> **提供文章**:
┌──

80年前、那覇国民学校の新任教師だった裕子さん(当時19歳)は、学童疎開の引率教師として
宮崎へ向かうこととなり、受け持つ子どもたちとともに対馬丸に乗り込んだ。

しかし、那覇港を出港した翌日の夜。アメリカ軍の潜水艦の魚雷が対馬丸に命中。

その直後の悲惨な状況を語った裕子さんの証言が残されている。

糸数裕子さん:
「船やられたよ、起きなさい」と言って。そこにいる生徒をつかまえて
船底をのぞいたら、異様な音、水がダーッと流れる音、それからにおい。
みんなが「お父さん、お母さん、先生」と呼ぶんですよね。「夜が明けるまでがんばれよ」とそれをひっきりなしに言って

いかだの上で丸2日漂流した裕子さんは、偶然近くを通りかかった漁船に救助され九死に一生を得たが、一緒に乗船した教え子たちと再び会うことは無かった。

└──

> **依頼内容 A**:
リストのうち、「texture」という語を含む行がいくつあるか数え、その数だけを答えよ。
文章とリストは互いに無関係である。

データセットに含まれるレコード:
┌──

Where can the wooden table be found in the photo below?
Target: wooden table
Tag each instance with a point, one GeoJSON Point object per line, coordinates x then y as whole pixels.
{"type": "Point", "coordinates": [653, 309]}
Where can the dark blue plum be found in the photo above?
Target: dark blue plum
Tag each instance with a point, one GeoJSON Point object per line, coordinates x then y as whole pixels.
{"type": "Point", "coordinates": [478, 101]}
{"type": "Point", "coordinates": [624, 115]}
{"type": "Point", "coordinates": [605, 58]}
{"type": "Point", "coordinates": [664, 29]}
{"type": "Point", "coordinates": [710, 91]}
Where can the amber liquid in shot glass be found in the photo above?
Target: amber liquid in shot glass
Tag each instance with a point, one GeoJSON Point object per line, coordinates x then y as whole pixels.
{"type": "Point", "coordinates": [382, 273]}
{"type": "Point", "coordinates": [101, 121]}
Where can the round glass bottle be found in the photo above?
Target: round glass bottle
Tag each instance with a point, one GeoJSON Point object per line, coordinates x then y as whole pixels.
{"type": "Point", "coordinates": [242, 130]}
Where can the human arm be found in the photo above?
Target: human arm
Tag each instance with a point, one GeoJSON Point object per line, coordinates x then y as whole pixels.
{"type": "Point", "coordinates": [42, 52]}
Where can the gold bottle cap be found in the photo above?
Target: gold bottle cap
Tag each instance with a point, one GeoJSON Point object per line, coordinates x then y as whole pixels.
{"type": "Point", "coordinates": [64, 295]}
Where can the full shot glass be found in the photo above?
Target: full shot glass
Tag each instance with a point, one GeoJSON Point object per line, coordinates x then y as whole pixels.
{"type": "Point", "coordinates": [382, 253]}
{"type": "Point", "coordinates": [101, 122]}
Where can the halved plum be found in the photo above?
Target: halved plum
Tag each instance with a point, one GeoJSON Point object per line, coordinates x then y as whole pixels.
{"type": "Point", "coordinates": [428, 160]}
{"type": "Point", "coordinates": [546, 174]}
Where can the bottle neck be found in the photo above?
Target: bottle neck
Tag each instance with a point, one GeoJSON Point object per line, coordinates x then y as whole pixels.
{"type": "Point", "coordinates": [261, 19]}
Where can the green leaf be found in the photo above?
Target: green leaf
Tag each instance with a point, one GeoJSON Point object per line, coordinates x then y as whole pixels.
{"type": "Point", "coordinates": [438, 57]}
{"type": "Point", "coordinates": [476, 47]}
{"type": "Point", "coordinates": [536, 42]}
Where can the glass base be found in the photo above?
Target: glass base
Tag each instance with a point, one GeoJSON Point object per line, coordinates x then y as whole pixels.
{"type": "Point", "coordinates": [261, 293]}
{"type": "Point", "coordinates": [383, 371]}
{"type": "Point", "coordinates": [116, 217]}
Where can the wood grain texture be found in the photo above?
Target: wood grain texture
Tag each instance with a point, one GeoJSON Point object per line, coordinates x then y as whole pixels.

└──

> **依頼内容 B**:
提供文章によると、裕子さんは漁船に救助されるまで、いかだの上で何日漂流したか。

> **最終結果 A**:
2

> **最終結果 B**:
丸2日。